GIVEN PROBLEM:
From the line that has "Note: one point per instance of the man's" down to the final line of the listing below, transcribe every line exactly, and only those.

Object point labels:
* * *

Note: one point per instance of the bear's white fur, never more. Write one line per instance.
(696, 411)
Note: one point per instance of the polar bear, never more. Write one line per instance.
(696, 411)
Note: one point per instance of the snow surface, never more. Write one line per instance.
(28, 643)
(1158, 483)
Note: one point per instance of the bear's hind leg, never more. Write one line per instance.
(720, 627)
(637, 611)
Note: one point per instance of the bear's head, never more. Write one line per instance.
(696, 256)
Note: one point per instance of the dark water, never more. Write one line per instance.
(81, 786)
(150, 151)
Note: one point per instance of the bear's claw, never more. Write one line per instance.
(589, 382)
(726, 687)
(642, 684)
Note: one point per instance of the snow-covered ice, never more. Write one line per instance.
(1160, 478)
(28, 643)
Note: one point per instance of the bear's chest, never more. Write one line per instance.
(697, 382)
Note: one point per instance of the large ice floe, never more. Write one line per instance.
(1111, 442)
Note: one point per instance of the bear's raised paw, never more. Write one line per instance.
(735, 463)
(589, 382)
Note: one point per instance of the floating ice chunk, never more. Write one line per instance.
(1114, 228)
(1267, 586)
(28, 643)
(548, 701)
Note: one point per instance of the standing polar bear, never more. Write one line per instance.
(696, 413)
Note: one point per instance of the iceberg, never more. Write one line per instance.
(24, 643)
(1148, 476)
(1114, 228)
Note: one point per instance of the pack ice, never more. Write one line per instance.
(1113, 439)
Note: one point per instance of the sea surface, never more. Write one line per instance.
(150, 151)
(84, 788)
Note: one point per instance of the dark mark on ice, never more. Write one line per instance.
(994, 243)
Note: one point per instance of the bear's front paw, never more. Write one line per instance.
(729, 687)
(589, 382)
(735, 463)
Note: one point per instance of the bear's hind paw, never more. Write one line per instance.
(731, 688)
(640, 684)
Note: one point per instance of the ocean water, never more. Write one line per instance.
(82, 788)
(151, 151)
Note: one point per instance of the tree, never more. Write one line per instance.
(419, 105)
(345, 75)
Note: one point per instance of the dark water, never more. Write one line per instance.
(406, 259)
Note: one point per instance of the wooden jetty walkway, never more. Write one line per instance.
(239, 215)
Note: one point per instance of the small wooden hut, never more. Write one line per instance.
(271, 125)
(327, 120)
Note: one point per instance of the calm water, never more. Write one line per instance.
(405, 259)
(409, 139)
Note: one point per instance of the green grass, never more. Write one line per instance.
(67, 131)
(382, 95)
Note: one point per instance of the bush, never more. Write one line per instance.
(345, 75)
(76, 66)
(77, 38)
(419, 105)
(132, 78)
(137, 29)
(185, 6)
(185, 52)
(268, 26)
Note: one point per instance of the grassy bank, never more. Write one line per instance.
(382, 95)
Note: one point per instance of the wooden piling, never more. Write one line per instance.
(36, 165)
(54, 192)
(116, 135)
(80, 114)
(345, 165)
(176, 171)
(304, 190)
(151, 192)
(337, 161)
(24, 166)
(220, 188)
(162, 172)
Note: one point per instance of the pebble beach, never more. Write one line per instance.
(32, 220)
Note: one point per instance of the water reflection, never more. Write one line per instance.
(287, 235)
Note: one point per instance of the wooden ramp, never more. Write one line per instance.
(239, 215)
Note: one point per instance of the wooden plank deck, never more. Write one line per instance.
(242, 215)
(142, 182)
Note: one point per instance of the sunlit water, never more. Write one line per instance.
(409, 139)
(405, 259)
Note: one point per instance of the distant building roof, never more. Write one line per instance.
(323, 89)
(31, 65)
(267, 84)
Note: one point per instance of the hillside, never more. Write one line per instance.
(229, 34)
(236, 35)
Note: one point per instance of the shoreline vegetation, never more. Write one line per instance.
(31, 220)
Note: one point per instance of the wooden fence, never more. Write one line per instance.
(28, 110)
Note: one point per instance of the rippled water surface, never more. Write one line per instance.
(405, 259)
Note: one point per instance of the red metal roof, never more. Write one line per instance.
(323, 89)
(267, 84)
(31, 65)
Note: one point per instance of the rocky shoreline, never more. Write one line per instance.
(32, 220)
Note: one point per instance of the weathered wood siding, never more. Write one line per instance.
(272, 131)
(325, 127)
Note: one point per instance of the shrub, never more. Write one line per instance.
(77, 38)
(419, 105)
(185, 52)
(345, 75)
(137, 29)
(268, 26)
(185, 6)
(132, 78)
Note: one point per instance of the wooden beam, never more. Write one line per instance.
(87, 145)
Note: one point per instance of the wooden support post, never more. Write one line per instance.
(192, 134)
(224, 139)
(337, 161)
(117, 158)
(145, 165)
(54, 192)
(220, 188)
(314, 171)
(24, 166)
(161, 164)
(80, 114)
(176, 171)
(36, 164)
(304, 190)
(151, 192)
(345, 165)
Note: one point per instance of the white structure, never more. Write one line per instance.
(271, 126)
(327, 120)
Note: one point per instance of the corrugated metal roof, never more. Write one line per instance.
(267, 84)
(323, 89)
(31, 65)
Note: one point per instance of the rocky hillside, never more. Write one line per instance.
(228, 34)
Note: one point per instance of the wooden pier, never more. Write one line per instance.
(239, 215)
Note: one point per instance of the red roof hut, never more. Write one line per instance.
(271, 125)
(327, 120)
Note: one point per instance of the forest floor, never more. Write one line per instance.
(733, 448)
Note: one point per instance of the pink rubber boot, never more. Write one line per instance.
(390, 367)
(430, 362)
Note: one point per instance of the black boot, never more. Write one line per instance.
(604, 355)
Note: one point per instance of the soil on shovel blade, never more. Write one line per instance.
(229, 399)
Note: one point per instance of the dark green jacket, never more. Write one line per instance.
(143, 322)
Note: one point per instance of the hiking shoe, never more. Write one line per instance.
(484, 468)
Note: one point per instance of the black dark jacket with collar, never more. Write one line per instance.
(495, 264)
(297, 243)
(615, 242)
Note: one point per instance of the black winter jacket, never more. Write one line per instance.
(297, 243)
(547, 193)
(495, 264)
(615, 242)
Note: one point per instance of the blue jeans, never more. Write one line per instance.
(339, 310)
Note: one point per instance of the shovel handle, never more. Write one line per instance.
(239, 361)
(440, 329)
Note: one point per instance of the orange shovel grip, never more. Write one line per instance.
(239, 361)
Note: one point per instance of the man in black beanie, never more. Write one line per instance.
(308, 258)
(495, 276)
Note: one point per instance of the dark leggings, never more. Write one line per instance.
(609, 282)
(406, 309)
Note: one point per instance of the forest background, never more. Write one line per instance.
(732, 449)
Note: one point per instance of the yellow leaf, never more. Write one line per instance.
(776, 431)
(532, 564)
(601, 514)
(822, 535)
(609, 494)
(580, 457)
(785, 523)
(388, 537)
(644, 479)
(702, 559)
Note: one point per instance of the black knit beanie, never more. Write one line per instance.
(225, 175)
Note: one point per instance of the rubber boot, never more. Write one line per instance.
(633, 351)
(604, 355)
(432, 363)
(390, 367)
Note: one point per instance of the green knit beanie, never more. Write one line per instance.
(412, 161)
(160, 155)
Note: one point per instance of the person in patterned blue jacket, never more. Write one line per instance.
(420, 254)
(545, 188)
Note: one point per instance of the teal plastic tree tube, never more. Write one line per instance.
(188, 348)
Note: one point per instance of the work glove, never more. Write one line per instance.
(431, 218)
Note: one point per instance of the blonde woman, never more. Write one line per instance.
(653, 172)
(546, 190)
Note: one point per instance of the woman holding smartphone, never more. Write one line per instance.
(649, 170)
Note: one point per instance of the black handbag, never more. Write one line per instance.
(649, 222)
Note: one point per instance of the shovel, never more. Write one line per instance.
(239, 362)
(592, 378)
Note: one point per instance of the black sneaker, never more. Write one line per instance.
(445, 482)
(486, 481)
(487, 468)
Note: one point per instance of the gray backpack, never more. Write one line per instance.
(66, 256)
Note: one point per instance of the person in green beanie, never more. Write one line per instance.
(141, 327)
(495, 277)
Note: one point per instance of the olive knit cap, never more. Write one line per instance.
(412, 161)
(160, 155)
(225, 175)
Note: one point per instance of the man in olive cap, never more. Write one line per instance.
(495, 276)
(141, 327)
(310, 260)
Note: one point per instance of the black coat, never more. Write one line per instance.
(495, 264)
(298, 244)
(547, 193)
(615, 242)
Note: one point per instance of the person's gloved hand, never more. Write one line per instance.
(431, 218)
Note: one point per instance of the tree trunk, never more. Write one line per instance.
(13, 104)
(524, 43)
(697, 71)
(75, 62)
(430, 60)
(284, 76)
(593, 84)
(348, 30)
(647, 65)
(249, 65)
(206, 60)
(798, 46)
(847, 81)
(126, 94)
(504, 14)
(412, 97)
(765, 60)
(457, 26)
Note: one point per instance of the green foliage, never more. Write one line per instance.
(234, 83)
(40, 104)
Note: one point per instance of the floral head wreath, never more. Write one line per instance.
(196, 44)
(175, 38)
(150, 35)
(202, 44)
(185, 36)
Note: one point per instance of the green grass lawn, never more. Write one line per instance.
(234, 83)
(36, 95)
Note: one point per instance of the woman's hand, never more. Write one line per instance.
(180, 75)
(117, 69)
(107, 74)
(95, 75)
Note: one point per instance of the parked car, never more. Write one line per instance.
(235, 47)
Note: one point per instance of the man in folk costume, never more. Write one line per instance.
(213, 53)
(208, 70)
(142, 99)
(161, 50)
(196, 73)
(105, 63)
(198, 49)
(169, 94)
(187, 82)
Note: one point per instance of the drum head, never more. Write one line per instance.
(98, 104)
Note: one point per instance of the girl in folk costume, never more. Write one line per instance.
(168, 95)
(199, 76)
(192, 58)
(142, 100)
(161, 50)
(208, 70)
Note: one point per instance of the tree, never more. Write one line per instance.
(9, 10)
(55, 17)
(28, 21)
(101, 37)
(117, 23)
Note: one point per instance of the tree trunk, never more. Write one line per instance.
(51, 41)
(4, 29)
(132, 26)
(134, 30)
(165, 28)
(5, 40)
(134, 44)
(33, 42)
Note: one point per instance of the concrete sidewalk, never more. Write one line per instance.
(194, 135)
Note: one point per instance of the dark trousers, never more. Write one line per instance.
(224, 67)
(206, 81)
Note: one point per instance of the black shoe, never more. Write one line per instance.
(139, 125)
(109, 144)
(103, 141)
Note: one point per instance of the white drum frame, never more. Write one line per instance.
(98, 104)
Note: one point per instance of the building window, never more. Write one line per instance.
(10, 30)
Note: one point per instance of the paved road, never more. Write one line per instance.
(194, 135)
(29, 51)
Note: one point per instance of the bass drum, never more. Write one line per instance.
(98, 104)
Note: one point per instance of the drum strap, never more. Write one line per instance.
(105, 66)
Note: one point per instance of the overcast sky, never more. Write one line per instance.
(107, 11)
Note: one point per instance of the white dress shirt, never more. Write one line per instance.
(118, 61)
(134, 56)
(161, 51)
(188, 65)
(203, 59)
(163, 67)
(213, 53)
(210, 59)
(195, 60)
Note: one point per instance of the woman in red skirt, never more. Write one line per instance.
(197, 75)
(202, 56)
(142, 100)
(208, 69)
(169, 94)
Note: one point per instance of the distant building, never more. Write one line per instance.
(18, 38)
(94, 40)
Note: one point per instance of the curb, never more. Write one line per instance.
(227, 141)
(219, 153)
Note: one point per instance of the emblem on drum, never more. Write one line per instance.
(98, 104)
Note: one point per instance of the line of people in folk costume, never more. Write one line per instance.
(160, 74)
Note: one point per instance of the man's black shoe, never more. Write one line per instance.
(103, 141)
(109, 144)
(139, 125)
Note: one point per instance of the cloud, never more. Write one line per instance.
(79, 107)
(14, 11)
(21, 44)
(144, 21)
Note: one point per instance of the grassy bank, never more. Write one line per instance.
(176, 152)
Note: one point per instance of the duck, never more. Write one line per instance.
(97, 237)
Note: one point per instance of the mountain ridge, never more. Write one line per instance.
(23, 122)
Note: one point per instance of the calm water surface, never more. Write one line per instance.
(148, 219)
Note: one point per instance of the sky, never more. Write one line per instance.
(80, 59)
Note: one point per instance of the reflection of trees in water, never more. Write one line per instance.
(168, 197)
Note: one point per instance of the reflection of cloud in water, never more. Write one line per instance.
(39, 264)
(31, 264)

* * *

COMPLETE ANSWER:
Note: one point per instance of the man's black shoe, never more. Write one line per instance.
(103, 141)
(109, 144)
(139, 125)
Note: one point per instance of the cloud, never more. Write one line per instance.
(79, 107)
(14, 11)
(21, 44)
(144, 21)
Note: one point per instance of the grassy bank, never more. Write one line per instance.
(176, 152)
Note: one point per instance of the duck, never more. Write one line per instance.
(97, 237)
Note: one point per instance of the mountain ridge, never more. Write one line per instance.
(23, 122)
Note: one point per instance of the calm water surface, never more. Write one line per instance.
(148, 219)
Note: one point per instance of the sky, never more. Write one line per instance.
(80, 59)
Note: one point per instance of the reflection of trees in water, never more. Write one line per instance.
(168, 197)
Note: one point per instance of the reflection of cloud in water, never more. Write one line per instance.
(39, 264)
(31, 264)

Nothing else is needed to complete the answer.